> _What to produce_
Extract all of the data and reproduce it precisely.

> _Task inputs_
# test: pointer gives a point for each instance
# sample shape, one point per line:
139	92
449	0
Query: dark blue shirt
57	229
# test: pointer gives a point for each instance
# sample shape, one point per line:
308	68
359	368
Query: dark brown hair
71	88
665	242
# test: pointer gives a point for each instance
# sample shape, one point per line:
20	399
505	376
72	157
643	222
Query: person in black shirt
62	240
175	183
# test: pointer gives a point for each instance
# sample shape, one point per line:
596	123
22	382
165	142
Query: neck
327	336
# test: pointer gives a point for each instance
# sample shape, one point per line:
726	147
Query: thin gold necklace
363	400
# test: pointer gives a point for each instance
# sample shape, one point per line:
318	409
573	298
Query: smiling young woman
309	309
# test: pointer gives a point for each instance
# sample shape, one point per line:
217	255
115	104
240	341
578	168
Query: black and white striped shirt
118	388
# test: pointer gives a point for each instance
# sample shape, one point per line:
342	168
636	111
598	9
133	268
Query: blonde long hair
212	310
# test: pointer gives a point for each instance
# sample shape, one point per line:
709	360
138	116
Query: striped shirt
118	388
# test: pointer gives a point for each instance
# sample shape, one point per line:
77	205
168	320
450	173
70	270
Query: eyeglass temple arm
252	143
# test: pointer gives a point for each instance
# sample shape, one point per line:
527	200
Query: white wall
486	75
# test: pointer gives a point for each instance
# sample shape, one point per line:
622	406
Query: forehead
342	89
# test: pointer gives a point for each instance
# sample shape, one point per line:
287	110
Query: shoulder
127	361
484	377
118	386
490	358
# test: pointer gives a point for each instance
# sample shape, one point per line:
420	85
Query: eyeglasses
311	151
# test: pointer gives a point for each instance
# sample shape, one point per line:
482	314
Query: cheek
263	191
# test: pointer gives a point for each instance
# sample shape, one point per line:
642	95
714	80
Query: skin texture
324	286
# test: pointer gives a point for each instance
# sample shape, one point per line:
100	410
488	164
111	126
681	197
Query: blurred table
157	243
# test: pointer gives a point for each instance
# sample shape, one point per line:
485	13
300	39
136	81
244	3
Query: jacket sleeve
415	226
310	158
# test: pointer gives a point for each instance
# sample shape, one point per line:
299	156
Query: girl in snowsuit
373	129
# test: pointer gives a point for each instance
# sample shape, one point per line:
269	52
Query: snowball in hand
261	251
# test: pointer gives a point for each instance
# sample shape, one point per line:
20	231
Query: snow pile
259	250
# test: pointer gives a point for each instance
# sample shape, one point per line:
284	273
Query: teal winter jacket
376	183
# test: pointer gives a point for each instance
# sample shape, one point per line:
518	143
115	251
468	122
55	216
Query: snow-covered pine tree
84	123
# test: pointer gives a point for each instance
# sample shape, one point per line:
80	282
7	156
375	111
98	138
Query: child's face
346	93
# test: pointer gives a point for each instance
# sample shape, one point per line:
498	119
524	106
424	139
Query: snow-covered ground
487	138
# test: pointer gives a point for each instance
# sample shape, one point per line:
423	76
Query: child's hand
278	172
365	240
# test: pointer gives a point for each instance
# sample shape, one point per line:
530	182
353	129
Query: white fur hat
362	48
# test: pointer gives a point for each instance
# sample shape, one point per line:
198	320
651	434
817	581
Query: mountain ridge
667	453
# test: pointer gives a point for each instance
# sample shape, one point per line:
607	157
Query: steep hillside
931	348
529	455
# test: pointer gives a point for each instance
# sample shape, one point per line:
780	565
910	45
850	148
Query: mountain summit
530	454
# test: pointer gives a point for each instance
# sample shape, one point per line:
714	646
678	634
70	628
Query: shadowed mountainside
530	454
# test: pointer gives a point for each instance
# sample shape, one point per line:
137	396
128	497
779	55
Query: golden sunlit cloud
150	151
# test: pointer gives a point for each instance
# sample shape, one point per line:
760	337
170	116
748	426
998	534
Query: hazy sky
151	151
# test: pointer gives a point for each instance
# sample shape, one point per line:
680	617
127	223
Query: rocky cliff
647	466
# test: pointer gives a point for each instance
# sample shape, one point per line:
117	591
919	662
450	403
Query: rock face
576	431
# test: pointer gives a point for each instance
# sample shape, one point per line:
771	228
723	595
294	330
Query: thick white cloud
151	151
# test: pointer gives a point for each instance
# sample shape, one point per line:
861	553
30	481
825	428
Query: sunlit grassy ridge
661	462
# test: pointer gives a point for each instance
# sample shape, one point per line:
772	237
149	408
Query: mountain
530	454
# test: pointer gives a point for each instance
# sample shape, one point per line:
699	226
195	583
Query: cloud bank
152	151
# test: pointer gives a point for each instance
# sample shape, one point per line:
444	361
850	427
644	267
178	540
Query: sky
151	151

> _The output_
# test: pointer gives a point for each instance
# sample shape, one point per line:
139	92
449	0
Query: dark blue shirt
57	229
# test: pointer gives a point for each instance
# sample shape, one point per line:
308	68
359	368
Query: dark brown hair
71	88
665	242
# test: pointer gives a point for each instance
# sample shape, one point per line:
20	399
505	376
72	157
643	222
Query: person in black shirt
62	240
175	183
# test: pointer gives a point for each instance
# sample shape, one point per line:
596	123
22	382
165	142
Query: neck
327	336
# test: pointer gives a point for each instance
# sample shape, one point per line:
726	147
Query: thin gold necklace
363	400
# test: pointer gives a point for each instance
# sample shape, one point per line:
318	409
573	298
Query: smiling young woman
309	309
# test: pointer gives a point for each instance
# sample shape, one point per line:
217	255
115	104
240	341
578	168
Query: black and white striped shirt
118	388
# test: pointer gives a point for each instance
# sample shape, one point per line:
342	168
636	111
598	9
133	268
Query: blonde long hair
212	310
# test: pointer gives a point for each instance
# sample shape, one point per line:
709	360
138	116
Query: striped shirt
118	388
# test: pointer gives a point for each instance
# sample shape, one point per line:
77	205
168	320
450	173
70	270
Query: eyeglass temple arm
252	143
# test: pointer gives a point for each instance
# sample shape, one point per line:
527	200
Query: white wall
486	75
# test: pointer gives a point for each instance
# sample shape, one point per line:
622	406
Query: forehead
342	89
# test: pointer gives a point for each instance
# sample shape, one point per line:
287	110
Query: shoulder
127	361
484	377
118	386
490	358
# test: pointer gives a point for each instance
# sample shape, one point per line:
420	85
Query: eyeglasses
311	151
# test: pointer gives a point for each instance
# sample shape, one point per line:
482	314
Query: cheek
263	191
# test: pointer gives a point for each instance
# sample shape, one point per line:
642	95
714	80
Query: skin texture
324	286
# test: pointer gives a point for each instance
# sample shape, one point per line:
100	410
488	164
111	126
681	197
Query: blurred table
157	243
# test: pointer gives a point for each instance
# sample shape, one point per line:
485	13
300	39
136	81
244	3
Query: jacket sleeve
415	226
310	158
# test: pointer gives a point for each instance
# sample shape, one point per line:
299	156
Query: girl in snowsuit
373	129
# test: pointer gives a point for each instance
# sample shape, one point per line:
269	52
Query: snowball in hand
261	251
# test: pointer gives a point for each instance
# sample shape, one point per line:
20	231
Query: snow pile
259	250
# test: pointer gives a point for each instance
# sample shape, one point per line:
284	273
Query: teal winter jacket
376	183
# test: pointer gives a point for each instance
# sample shape, one point per line:
518	143
115	251
468	122
55	216
Query: snow-covered pine tree
84	123
# test: pointer gives a point for each instance
# sample shape, one point per line:
80	282
7	156
375	111
98	138
Query: child's face
346	93
# test: pointer gives a point for each instance
# sample shape, one point per line:
498	119
524	106
424	139
Query: snow-covered ground
487	138
# test: pointer gives a point for each instance
# sample shape, one point per line:
423	76
Query: child's hand
278	172
365	240
# test: pointer gives a point for each instance
# sample shape, one point per line:
530	182
353	129
Query: white fur hat
362	48
# test: pointer gives a point for each instance
# sample shape, one point per line:
198	320
651	434
817	581
Query: mountain ridge
667	453
# test: pointer gives a point for each instance
# sample shape, one point per line:
607	157
Query: steep hillside
931	348
529	455
# test: pointer gives a point for each instance
# sample shape, one point per line:
780	565
910	45
850	148
Query: mountain summit
530	454
# test: pointer gives a point for each instance
# sample shape, one point per line:
714	646
678	634
70	628
Query: shadowed mountainside
530	454
# test: pointer gives a point for each instance
# sample shape, one point per line:
137	396
128	497
779	55
Query: golden sunlit cloud
150	151
# test: pointer gives a point for each instance
# sample shape, one point per line:
760	337
170	116
748	426
998	534
Query: hazy sky
151	151
# test: pointer gives a point for each instance
# sample shape, one point per line:
680	617
127	223
Query: rocky cliff
647	466
# test: pointer gives a point for each instance
# sample shape, one point per line:
117	591
919	662
450	403
Query: rock face
576	431
# test: pointer gives a point for each instance
# sample shape, one point per line:
771	228
723	595
294	330
Query: thick white cloud
151	151
# test: pointer gives a point for each instance
# sample shape, one point per line:
861	553
30	481
825	428
Query: sunlit grassy ridge
661	462
# test: pointer gives a point for each instance
# sample shape, one point per line:
772	237
149	408
Query: mountain
530	454
# test: pointer gives a point for each instance
# sample shape, one point per line:
699	226
195	583
Query: cloud bank
152	151
# test: pointer gives a point for each instance
# sample shape, one point per line:
444	361
850	427
644	267
178	540
Query: sky
151	151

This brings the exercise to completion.